**PROBLEM DETAILS**
In the records below, copy out the lines starting at "trace the outline of every instance of the leaf" and ending at "[[[255,169],[248,3],[1,1],[0,169]]]". Change "separate" to "distinct" and keep everything else the same.

**Source records**
━━━━━━
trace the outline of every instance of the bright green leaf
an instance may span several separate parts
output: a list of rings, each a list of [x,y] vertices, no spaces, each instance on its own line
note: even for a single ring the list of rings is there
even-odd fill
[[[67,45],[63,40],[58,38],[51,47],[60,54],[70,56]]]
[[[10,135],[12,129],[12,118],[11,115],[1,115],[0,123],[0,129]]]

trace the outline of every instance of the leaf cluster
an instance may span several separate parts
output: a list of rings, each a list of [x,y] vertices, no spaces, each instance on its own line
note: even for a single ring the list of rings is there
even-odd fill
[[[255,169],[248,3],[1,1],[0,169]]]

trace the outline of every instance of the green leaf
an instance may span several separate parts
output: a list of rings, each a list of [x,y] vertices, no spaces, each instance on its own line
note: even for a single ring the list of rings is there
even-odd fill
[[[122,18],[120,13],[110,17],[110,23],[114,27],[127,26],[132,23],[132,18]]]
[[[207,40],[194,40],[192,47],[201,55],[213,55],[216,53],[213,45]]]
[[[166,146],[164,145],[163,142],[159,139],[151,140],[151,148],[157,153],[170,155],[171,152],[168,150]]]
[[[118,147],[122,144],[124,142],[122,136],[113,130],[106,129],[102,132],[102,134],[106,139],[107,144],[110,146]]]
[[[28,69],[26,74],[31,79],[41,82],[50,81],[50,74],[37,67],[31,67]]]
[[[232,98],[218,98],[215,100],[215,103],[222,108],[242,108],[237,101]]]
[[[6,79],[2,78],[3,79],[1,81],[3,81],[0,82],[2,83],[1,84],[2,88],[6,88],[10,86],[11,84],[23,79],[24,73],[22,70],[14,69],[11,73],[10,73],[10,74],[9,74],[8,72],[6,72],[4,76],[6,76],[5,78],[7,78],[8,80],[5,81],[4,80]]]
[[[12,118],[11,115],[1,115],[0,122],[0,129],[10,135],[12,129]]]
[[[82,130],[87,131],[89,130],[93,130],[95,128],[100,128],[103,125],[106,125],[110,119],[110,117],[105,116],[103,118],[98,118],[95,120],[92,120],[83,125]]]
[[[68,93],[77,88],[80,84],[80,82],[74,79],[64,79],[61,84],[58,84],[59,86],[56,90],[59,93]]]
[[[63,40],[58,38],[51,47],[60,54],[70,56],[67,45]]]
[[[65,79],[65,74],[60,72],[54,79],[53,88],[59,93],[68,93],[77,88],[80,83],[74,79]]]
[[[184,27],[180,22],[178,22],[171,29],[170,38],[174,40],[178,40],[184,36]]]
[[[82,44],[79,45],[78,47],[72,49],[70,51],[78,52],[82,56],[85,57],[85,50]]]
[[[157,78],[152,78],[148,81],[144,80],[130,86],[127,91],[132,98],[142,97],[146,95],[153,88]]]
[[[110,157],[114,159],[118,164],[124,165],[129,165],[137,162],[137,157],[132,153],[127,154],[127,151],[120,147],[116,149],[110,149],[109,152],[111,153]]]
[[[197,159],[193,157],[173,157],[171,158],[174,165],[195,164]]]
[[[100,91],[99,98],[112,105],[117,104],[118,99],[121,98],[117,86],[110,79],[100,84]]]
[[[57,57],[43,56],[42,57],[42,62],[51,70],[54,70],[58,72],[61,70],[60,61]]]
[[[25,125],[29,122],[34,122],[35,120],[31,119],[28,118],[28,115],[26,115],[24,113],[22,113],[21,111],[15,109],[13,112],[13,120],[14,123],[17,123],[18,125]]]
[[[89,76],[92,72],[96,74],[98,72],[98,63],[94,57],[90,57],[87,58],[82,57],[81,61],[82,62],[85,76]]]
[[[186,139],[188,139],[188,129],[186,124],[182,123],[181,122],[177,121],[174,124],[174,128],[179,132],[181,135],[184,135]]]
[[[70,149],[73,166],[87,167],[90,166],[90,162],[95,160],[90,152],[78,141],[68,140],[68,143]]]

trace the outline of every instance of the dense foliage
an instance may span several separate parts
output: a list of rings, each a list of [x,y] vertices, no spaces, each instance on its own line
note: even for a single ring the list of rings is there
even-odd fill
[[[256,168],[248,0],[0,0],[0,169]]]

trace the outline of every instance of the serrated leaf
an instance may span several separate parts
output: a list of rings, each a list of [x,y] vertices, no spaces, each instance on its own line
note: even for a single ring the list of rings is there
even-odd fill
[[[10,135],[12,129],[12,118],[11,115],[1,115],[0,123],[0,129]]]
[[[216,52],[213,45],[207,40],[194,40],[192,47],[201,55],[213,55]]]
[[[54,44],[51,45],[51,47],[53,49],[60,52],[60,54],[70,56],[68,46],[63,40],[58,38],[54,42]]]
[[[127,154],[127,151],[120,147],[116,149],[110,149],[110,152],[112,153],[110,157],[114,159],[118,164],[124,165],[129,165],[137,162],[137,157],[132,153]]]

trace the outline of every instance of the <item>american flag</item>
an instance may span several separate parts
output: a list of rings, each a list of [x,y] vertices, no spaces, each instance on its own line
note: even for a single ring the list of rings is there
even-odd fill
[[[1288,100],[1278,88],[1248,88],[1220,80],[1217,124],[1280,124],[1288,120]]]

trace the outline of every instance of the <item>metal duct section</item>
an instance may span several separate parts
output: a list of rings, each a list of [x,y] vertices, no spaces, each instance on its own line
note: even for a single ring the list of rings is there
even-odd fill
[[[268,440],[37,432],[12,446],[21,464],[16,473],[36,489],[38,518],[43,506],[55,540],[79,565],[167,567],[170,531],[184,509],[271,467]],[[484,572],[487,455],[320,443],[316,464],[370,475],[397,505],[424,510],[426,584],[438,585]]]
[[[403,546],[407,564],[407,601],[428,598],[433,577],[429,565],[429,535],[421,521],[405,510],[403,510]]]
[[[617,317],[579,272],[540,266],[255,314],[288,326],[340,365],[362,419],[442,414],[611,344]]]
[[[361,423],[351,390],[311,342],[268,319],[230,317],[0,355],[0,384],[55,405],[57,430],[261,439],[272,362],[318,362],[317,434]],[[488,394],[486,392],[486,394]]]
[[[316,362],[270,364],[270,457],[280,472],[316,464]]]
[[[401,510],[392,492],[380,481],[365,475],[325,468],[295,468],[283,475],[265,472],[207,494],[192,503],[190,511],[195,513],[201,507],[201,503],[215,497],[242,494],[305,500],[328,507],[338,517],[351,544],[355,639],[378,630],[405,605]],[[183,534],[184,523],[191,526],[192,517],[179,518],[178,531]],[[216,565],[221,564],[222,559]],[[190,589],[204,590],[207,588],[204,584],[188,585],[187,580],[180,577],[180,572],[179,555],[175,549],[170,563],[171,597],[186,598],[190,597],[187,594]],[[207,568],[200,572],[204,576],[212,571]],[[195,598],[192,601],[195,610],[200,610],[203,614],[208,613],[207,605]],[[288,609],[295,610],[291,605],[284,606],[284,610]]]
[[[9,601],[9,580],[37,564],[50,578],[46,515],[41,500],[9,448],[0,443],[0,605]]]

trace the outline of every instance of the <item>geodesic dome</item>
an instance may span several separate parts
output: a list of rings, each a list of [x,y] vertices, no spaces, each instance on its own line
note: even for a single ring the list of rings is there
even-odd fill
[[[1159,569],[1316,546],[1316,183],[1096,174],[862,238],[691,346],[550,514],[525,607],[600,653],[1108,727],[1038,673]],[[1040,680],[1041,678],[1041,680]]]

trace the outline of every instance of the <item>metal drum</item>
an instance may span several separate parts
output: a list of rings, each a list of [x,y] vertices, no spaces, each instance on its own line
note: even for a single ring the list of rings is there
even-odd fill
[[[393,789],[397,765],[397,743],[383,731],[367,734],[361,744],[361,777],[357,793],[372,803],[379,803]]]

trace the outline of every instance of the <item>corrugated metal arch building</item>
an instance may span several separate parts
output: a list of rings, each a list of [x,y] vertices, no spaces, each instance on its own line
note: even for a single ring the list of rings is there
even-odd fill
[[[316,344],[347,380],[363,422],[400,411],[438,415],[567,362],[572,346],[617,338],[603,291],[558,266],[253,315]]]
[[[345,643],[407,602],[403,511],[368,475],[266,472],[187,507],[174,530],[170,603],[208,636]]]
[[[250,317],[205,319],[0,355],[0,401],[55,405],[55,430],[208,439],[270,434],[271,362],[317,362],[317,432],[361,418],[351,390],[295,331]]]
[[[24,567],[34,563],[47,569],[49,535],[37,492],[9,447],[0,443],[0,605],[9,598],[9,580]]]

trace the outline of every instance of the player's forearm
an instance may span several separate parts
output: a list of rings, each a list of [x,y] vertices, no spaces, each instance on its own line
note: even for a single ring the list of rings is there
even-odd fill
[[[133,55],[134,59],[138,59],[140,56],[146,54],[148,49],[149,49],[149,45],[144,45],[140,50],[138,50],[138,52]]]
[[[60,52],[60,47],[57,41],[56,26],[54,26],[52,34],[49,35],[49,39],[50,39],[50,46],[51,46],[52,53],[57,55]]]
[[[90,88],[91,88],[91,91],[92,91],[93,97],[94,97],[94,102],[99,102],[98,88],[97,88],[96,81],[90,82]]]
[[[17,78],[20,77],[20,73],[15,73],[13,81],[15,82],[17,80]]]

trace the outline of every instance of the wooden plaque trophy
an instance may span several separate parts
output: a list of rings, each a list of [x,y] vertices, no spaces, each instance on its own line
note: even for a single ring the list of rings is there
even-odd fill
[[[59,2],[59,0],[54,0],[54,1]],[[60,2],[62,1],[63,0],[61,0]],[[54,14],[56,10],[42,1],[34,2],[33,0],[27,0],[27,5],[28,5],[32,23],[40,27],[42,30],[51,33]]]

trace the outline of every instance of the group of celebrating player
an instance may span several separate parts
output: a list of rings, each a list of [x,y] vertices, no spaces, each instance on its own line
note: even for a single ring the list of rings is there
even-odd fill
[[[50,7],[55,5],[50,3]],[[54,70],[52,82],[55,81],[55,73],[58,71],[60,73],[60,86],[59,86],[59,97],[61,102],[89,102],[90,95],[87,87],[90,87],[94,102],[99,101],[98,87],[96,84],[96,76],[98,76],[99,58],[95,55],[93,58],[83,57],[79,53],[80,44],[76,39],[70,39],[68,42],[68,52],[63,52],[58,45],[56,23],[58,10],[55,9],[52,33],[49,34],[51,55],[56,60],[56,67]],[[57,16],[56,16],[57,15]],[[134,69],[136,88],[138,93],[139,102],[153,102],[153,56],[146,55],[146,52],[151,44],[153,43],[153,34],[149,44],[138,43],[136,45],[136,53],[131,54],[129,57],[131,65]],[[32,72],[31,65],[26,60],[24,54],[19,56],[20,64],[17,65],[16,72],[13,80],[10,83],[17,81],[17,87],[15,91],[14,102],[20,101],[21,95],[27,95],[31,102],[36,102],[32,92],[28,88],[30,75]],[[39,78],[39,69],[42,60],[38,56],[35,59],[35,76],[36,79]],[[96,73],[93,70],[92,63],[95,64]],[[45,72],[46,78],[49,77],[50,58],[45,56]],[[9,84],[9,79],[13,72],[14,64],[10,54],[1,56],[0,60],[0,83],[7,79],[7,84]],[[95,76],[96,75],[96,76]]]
━━━━━━
**TASK OUTPUT**
trace the outline of every instance of the leaf cluster
an instance may span several distinct parts
output: a list of rings, each a list of [x,y] vertices, no spaces, each instance on its own line
note: even for a single ring the list of rings is there
even-odd fill
[[[255,169],[248,3],[1,1],[0,169]]]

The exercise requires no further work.